Exercise:
Reproduce each line of the listing exactly.

Material:
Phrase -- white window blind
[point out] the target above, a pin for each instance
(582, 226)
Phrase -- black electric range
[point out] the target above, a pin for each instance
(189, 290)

Correct answer:
Phrase -- white window blind
[point out] the target above, a pin for each instance
(582, 226)
Phrase -- black electric range
[point out] the target above, a pin for each instance
(189, 290)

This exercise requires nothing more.